#### [Passage shown]

▬▬▬▬▬▬▬▬▬▬

The defendants failed to submit a new permit application for their stream enclosure project. Then on April 9, 1986, Kennedy inspected the defendants’ property and found the entire backyard, including the channel around the culverts, had been filled with dirt and the project had been completed.

On January 22, 1987, the Department filed in the circuit court of McLean County a complaint for injunctive relief pursuant to section 23 of the Act. (Ill. Rev. Stat. 1987, ch. 19, par. 70.) The complaint alleged that the defendants failed to submit a proper application for their stream enclosure project and completed the project without a permit in violation of section 23. The complaint further alleged that the defendants’ project would seriously aggravate the existing flood conditions at that location by increasing the frequency and depth of flood events. The Department sought a mandatory permanent injunction ordering the defendants to remove the stream enclosure and fill dirt from their property..

▬▬▬▬▬▬▬▬▬▬

Extracted records
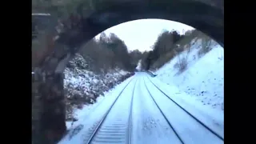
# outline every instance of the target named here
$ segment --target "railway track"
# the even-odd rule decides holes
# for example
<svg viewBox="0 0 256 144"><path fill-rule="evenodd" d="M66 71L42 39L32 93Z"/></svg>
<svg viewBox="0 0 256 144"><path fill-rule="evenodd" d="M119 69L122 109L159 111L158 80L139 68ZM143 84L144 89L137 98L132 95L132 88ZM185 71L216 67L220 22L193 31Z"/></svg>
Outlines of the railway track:
<svg viewBox="0 0 256 144"><path fill-rule="evenodd" d="M149 81L150 82L150 83L152 83L154 85L154 86L155 88L157 88L162 94L164 94L166 96L166 98L167 98L171 104L174 104L176 109L180 109L182 110L179 111L182 111L182 113L186 113L186 115L189 115L191 119L196 121L198 123L200 124L200 126L202 126L202 129L206 129L208 131L210 131L211 133L211 134L214 135L216 138L220 139L221 141L224 142L224 138L220 135L219 134L218 134L216 131L213 130L212 129L210 129L209 126L207 126L206 125L205 125L202 122L201 122L198 118L197 118L195 116L194 116L192 114L190 114L188 110L185 110L182 106L180 106L178 103L177 103L174 99L172 99L170 97L169 97L165 92L163 92L158 86L156 86L151 80L150 78L149 78L147 77L147 78L149 79ZM181 134L178 134L178 130L175 130L175 128L174 128L173 124L171 124L171 122L168 120L168 118L166 118L166 116L165 115L165 114L163 113L162 110L161 109L161 106L159 106L159 104L158 104L158 102L156 102L155 98L154 98L154 94L151 94L150 90L149 90L146 82L145 82L145 79L144 79L144 85L146 88L146 90L148 91L148 93L150 94L151 98L153 98L154 102L155 102L155 104L158 106L158 109L160 110L160 111L162 112L162 114L163 114L163 116L165 117L165 118L166 119L166 121L168 122L168 123L170 124L170 126L172 127L173 130L174 130L175 134L177 135L177 137L180 139L180 141L182 142L182 143L185 143L185 142L183 141L183 138L182 138ZM158 97L160 97L159 95L158 95Z"/></svg>
<svg viewBox="0 0 256 144"><path fill-rule="evenodd" d="M86 144L130 143L133 97L137 80L134 83L131 95L123 94L129 83L122 90Z"/></svg>
<svg viewBox="0 0 256 144"><path fill-rule="evenodd" d="M223 143L224 136L216 129L161 89L145 74L135 75L84 119L84 126L93 126L82 130L82 143ZM76 141L65 144L70 142Z"/></svg>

▬▬▬▬▬▬▬▬▬▬

#### [What to do]
1 - Please list each thing that, according to the stream enclosure passage, the Department's complaint alleged.
2 - Summarize the stream enclosure passage in two sentences.
3 - According to the stream enclosure passage, how would the defendants' project affect flood conditions, as alleged in the complaint?
These lines are separate material and are not part of the stream enclosure passage.

#### [Results by task]
1 -
- The defendants failed to submit a proper application for their stream enclosure project.
- The defendants completed the project without a permit, in violation of section 23.
- The defendants' project would seriously aggravate the existing flood conditions at that location by increasing the frequency and depth of flood events.

2 - The defendants never submitted a new permit application for their stream enclosure project, and on April 9, 1986, Kennedy found their backyard filled with dirt and the project completed. On January 22, 1987, the Department filed a complaint in the circuit court of McLean County alleging permit violations and worsened flooding, and it sought a mandatory permanent injunction ordering removal of the enclosure and fill dirt.

3 - The complaint alleged that the project would seriously aggravate the existing flood conditions at that location. It would do so by increasing the frequency and depth of flood events.